В конце концов, и вся нравственность начинает выводиться единственно из соображений выгоды, пользы дела — какого дела, тут, по сути, если быть последовательным, каждый может выбирать сам. Революционеры на первых порах выбрали дело революции. В том же документе Нечаев сформулировал: «Революционер <…> презирает и ненавидит во всех побуждениях и проявлениях нынешнюю общественную нравственность. Нравственно для него всё, что способствует торжеству революции. Безнравственно и преступно всё, что помешает ему»[165]. Полезно сопоставить с высказыванием Ленина на III съезде комсомола: «В каком смысле отрицаем мы мораль, отрицаем нравственность? В том смысле, в каком проповедовала её буржуазия, которая выводила эту нравственность из велений Бога. Мы на этот счёт, конечно, говорим, что в Бога не верим, и очень хорошо знаем, что от имени Бога говорило духовенство, говорили помещики, говорила буржуазия, чтобы проводить свои эксплуататорские интересы. <…> Всякую такую нравственность, взятую из внечеловеческого, внеклассового понятия, мы отрицаем. Мы говорим, что это обман, что это надувательство и забивание умов рабочих и крестьян в интересах помещиков и капиталистов. Мы говорим, что наша нравственность подчинена вполне интересам классовой борьбы пролетариата. Наша нравственность выводится из интересов классовой борьбы пролетариата»[166]. Как видим, менталитет подобных людей закостенел настолько, что нравственность вне чьей-либо корысти они просто не мыслят. И безбожную основу такого понимания признают сами.

Обычно как на источник идей Чернышевского указывают на философию Фейербаха. Так ведь и фейербаховские постулаты есть лишь производное от некоторых иных.

Архимандрит (будущий Патриарх) Сергий (Страгородский) в своём труде «Православное учение о спасении» так сформулировал один из итогов, к которому пришла сотериология протестантизма (а через нее проецируется на этот итог и католическая): «Уже не ради вечного спасения и вечной жизни, а ради или земного благополучия или награды, не в пример прочим человек делает добро»[167].

Какая знакомая мысль! Чернышевский (отчасти вслед за немецким мудрецом, возросшим в протестантской среде, осолившимся протестантским рассолом, хоть и восставал против религии) лишь облёк её в систему доступных для всякого человека умозаключений.

◆ Что сделать:
A - Изложите содержание текста о нравственности в двух предложениях.
B - Определите, согласуются ли с текстом о нравственности следующие утверждения. Ответьте «да» или «нет» на каждое и приведите дословную цитату, на которой основан ответ.
(i) Ленин на III съезде комсомола заявил, что не верит в Бога.
(ii) По Нечаеву, революционер уважает нынешнюю общественную нравственность.
(iii) Источником идей Чернышевского обычно называют философию Гегеля.
C - Продолжите текст о нравственности с того места, где он заканчивается.

◆ Исходные данные:
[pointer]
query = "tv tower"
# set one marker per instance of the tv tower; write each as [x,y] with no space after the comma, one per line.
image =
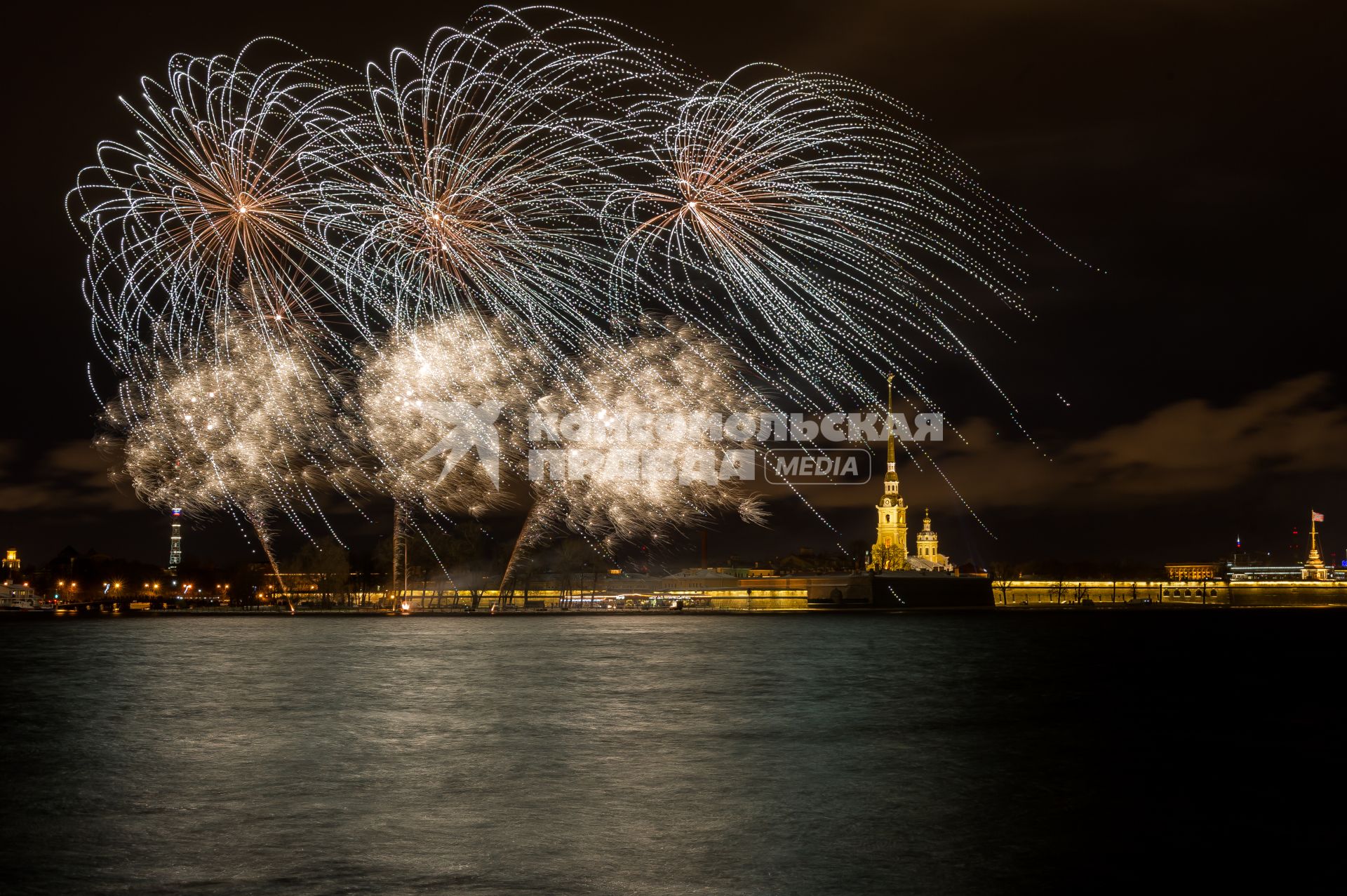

◆ Ответы к заданиям:
A - Революционеры выводят нравственность из соображений пользы дела: Нечаев считал нравственным всё, что способствует торжеству революции, а Ленин выводил нравственность из интересов классовой борьбы пролетариата и сам признавал безбожную основу такого понимания. Сергий (Страгородский) сформулировал итог протестантской сотериологии так: человек делает добро ради земного благополучия или награды, и, по утверждению автора, Чернышевский лишь облёк эту мысль в систему доступных для всякого человека умозаключений.

B -
(i) Да: «Мы на этот счёт, конечно, говорим, что в Бога не верим».
(ii) Нет: «Революционер <…> презирает и ненавидит во всех побуждениях и проявлениях нынешнюю общественную нравственность».
(iii) Нет: «Обычно как на источник идей Чернышевского указывают на философию Фейербаха».

C -
Достоевский, едва ли не главный оппонент прорицателя светлого будущего, проницательно постиг антихристианский дух гипотезы Чернышевского:

«Закон разумной необходимости есть первее всего уничтожение личности (мне же, дескать, будет хуже, если нарушу порядок. Не по любви работаю на брата моего, а потому что мне это выгодно самому).

Христианство же, напротив, наиболее провозглашает свободу личности. Не стесняет никаким математическим законом. Веруй, если хочешь, сердцем»[168].

Заметим также: Достоевский прекрасно видел, что и внутри христианства может возникнуть соблазн выгоды, но этому рациональному соблазну (в неправославных конфессиях) противится в человеке живое непосредственное чувство, стоящее над рассудком: «И по христианству, и из самих слов Христа можно тоже вывесть, что любовь есть выгода, по крайней мере принимать выгоду, но делаю я всё же не для выгоды, а для любви. Не хочу зла и тд.»[169].

Логика Чернышевского прозрачна, но и примитивна. Счастье человека основано на счастье других? А вот Тургенев (вспомним) утверждал — основываясь не на упражнениях голого рассудка, но на горьком житейском опыте: «…счастье каждого человека основано на несчастии другого». Это из романа об Инсарове. Неужто у русского Инсарова всё иначе? Сопоставить два суждения — и вся логика, столь искусно выстроенная, рушится. Потому что логика Чернышевского не выходит из системы дважды два четыре. К примеру, обосновывая необходимость общественной формы собственности, автор приводит такие вычисления героев: покупка пяти зонтиков обойдётся дешевле, нежели пятидесяти, — и тем как бы доказывает выгодность социалистического уклада. Дважды два четыре. А человеку — вот нелогическое существо!— хочется дважды два пять. Хрустальное счастье на поверку выходит хрупким — неизбежно ему разбиться.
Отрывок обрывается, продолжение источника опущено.